__SOURCE__
=======
= Kenneth Anthony Wright =

British composer and conductor

Kenneth Anthony Wright (East Tuddenham, 5 June 1899 – London, 15 January 1975) was a British composer and conductor.

== Life ==
Wright studied mechanical and electrical engineering at the University of Sheffield in Sheffield. As a technician he got a job with the British Broadcasting Corporation (BBC) and from 1922 to 1959 he was a member of the music department of the BBC in London. In 1922 he became the first director of the BBC in Manchester. From 1923 to 1930 he became personal assistant to Percy Pitt. From 1930 to 1937 he was the personal assistant to Sir Adrian Boult. He went on to conduct BBC orchestras, was Overseas Music Director (1940-3), Deputy Director Of Music (1944-7) and Acting Director in 1947 for a time after Victor Hely-Hutchinson's death, Artists' Manager (1948–51) and Head of TV Music from 1951 to 1959. After reaching the BBC compulsory retirement age of 60, he was the director of the Robert Maxwell Film Companies.
=======
__PROVIDED MATERIAL__
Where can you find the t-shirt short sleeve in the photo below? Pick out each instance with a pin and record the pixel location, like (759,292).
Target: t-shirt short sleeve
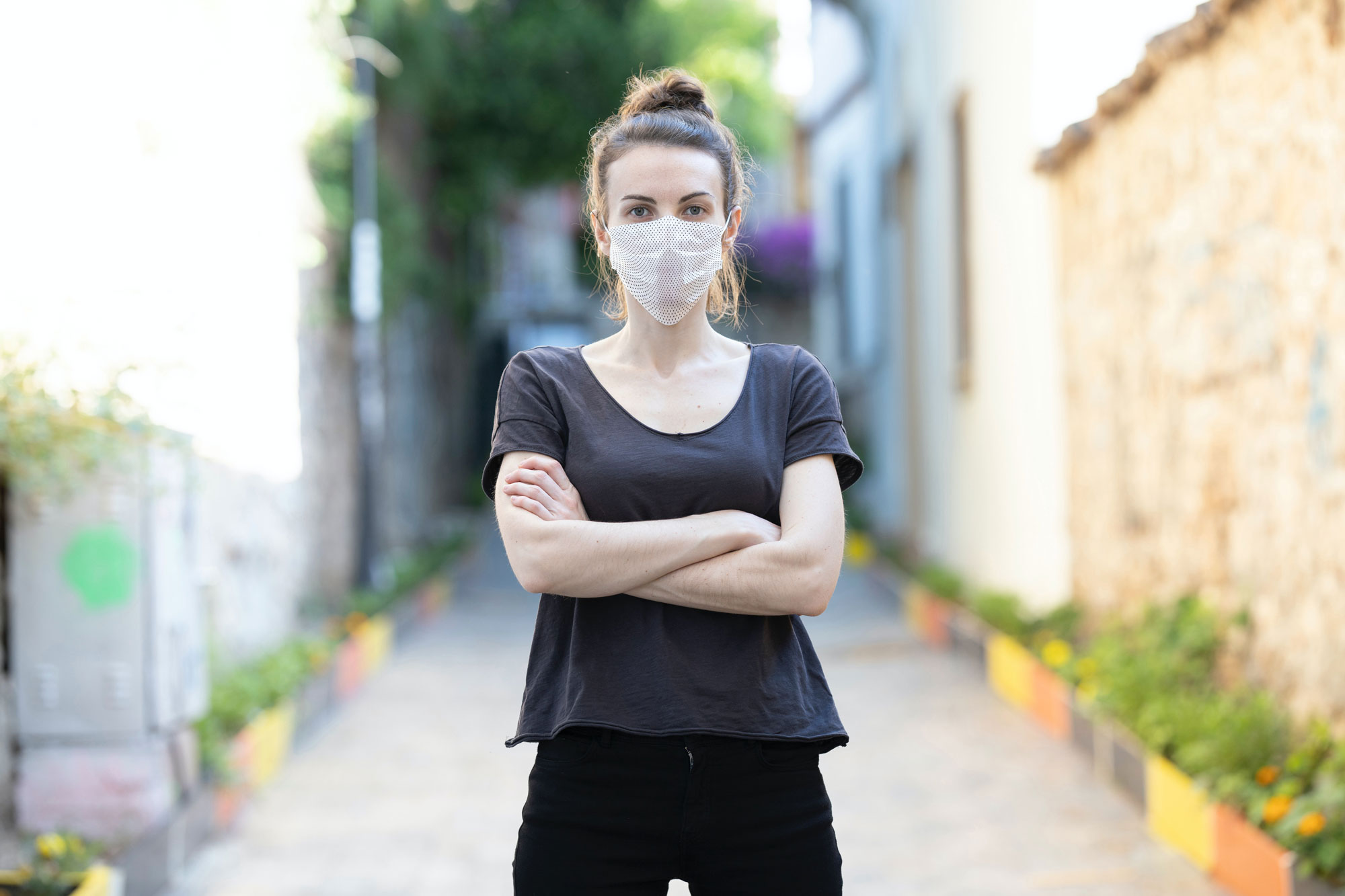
=======
__EXERCISE TASK__
Put this sentence from the Kenneth Anthony Wright biography into Spanish: "From 1930 to 1937 he was the personal assistant to Sir Adrian Boult."

__ANSWER TO THIS PROBLEM__
De 1930 a 1937 fue el asistente personal de Sir Adrian Boult.